Did any of you have a ventriloquist doll? I did. It was my constant companion until the stuffing spewed out every time his mouth was opened. My imagination was sparked by that doll. Sometimes in life our imagination is the only thing that pulls us through. Imagine being the voice via a different median. I project my dreams and desires through another median. It started in 2008 when I had weight loss surgery. Now I imagine myself healthier, happier and thinner. Just like I did with my ventriloquist doll, I have to concentrate and keep talking to myself in positives. Sometimes that is hard – like this last week. I gave up all my positive positions and optimistic outlook and allowed my attitude to get negative. Then I projected it onto those around me, which just made things worse. I had to put the spewed stuffing of my negative complaining into perspective and work harder to be positive. Some days are like that.

When I was growing up a Frisbee was a popular toy for a friend and me. We would drive to the park and toss the Frisbee for hours. It was teamwork to keep it afloat and not allow it to touch the ground, yet make it fun enough to be more than just a back and forth straight line. We would practice different techniques of throwing. A few years ago Frisbee golf was a popular sport. I think I would have enjoyed it but due to weight and health issues I was unable to participate. Isn’t life after weight loss surgery like a Frisbee? There is so much you can do with it as long as you participate, practice and use you support people to solidify your team. Work together, focus and keep tossing your best shots!

◆ Data extracts
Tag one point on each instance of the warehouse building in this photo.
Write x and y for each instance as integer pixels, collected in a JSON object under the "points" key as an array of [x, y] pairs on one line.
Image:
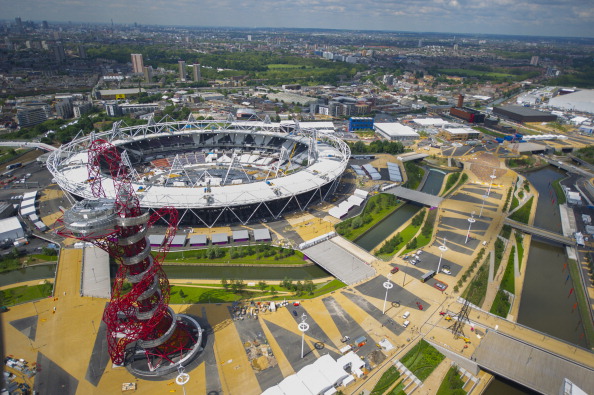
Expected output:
{"points": [[396, 131], [524, 114]]}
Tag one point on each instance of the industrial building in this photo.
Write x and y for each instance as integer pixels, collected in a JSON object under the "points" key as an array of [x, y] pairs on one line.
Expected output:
{"points": [[360, 123], [396, 131], [30, 115], [112, 94], [453, 134], [467, 114], [524, 114], [582, 100]]}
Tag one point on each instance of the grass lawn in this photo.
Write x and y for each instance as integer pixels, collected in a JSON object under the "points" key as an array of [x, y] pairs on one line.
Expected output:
{"points": [[478, 285], [520, 245], [508, 280], [388, 378], [501, 304], [559, 192], [285, 66], [398, 390], [422, 360], [206, 295], [16, 295], [452, 383], [326, 288], [583, 304]]}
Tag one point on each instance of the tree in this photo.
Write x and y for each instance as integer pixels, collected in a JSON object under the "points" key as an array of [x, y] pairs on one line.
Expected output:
{"points": [[309, 286]]}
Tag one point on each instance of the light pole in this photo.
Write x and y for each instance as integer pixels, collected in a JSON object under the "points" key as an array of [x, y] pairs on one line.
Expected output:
{"points": [[303, 327], [182, 378], [483, 205], [471, 220], [493, 176], [388, 285], [443, 249]]}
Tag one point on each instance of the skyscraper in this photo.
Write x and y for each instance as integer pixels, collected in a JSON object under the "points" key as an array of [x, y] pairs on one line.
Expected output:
{"points": [[137, 63], [182, 70], [197, 73]]}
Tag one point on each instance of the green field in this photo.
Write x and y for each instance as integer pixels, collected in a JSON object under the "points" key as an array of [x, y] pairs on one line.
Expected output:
{"points": [[285, 66], [501, 304], [422, 359], [388, 378]]}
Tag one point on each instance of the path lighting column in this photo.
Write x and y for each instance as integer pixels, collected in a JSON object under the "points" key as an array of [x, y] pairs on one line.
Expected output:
{"points": [[483, 205], [443, 249], [303, 327], [471, 220], [182, 378], [493, 177], [388, 285]]}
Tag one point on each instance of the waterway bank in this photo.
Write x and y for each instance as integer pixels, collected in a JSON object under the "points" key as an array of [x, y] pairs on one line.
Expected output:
{"points": [[390, 225], [547, 303]]}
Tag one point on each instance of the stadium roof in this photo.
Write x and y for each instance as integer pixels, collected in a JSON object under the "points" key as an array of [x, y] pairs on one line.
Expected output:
{"points": [[261, 234], [582, 100]]}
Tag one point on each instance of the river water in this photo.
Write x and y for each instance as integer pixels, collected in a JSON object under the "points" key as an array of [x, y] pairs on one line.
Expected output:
{"points": [[545, 304], [384, 229]]}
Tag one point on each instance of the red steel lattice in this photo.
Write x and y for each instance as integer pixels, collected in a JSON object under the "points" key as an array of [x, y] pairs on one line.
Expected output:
{"points": [[149, 295]]}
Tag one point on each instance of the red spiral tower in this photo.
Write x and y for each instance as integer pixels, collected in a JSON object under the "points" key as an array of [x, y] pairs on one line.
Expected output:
{"points": [[143, 333]]}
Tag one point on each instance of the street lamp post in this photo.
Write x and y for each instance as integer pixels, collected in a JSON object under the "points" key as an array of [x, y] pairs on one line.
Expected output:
{"points": [[471, 220], [303, 327], [182, 378], [483, 205], [443, 249], [388, 285], [492, 176]]}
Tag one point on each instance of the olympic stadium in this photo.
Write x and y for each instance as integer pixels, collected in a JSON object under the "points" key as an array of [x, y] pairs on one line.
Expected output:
{"points": [[214, 172]]}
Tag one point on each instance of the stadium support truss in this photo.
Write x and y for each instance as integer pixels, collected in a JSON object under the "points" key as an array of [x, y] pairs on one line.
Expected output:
{"points": [[143, 333], [304, 167]]}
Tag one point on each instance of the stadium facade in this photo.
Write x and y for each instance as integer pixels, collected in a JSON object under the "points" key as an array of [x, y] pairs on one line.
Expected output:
{"points": [[214, 172]]}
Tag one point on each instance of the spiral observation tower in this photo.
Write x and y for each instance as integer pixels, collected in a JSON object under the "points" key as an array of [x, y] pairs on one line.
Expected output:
{"points": [[213, 172], [143, 332]]}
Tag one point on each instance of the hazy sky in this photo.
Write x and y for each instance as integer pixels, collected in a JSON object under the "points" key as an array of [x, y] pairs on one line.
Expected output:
{"points": [[534, 17]]}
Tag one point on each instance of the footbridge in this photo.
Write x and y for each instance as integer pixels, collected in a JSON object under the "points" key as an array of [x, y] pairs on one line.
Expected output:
{"points": [[546, 234], [416, 196], [531, 366]]}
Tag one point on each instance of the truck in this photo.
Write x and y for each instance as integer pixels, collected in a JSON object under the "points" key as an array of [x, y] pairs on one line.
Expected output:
{"points": [[360, 341]]}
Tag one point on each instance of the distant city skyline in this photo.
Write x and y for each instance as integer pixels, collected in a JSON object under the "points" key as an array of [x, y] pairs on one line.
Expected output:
{"points": [[563, 18]]}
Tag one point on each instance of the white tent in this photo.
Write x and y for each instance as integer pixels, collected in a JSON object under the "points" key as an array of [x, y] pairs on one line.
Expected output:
{"points": [[330, 369], [314, 380], [292, 385]]}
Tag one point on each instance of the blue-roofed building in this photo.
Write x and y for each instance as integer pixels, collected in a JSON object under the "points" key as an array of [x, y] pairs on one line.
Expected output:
{"points": [[360, 123]]}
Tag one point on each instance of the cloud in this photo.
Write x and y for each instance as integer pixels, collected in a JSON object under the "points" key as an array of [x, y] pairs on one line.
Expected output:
{"points": [[532, 17]]}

◆ Task list
A: According to the weight-loss surgery post, why was the writer unable to take part in Frisbee golf?
B: Rewrite the weight-loss surgery post starting with "When I was growing" and going on through "your best shots!", putting "beach" in place of "park".

◆ Answers for this exercise
A: Weight and health issues kept the writer from participating, even though the writer thinks Frisbee golf would have been enjoyable.

B:
When I was growing up a Frisbee was a popular toy for a friend and me. We would drive to the beach and toss the Frisbee for hours. It was teamwork to keep it afloat and not allow it to touch the ground, yet make it fun enough to be more than just a back and forth straight line. We would practice different techniques of throwing. A few years ago Frisbee golf was a popular sport. I think I would have enjoyed it but due to weight and health issues I was unable to participate. Isn’t life after weight loss surgery like a Frisbee? There is so much you can do with it as long as you participate, practice and use you support people to solidify your team. Work together, focus and keep tossing your best shots!